§ **About this task**:
Your answer is the lines from the one that has "For the vintage" through the last line of the records below, retyped exactly and alone.

━━━ Given data

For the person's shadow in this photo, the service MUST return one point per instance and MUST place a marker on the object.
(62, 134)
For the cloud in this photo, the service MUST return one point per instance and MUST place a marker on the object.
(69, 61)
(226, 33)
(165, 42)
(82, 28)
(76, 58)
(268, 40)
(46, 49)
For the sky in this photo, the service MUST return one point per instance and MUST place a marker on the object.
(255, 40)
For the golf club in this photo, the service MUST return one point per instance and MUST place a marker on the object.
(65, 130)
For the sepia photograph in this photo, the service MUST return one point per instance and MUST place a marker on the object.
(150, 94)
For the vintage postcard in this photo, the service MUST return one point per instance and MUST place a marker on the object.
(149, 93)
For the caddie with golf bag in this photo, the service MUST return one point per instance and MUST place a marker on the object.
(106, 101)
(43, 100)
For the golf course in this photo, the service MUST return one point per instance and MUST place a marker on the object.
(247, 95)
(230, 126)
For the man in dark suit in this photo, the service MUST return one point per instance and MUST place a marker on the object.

━━━━━━

§ **Solution to this problem**:
For the vintage postcard in this photo, the service MUST return one point per instance and MUST place a marker on the object.
(149, 93)
For the caddie with golf bag in this photo, the service MUST return one point per instance and MUST place a marker on the object.
(106, 101)
(43, 100)
For the golf course in this photo, the service MUST return one point per instance and MUST place a marker on the object.
(247, 95)
(230, 126)
For the man in dark suit in this photo, the service MUST return one point per instance and MUST place a marker on the object.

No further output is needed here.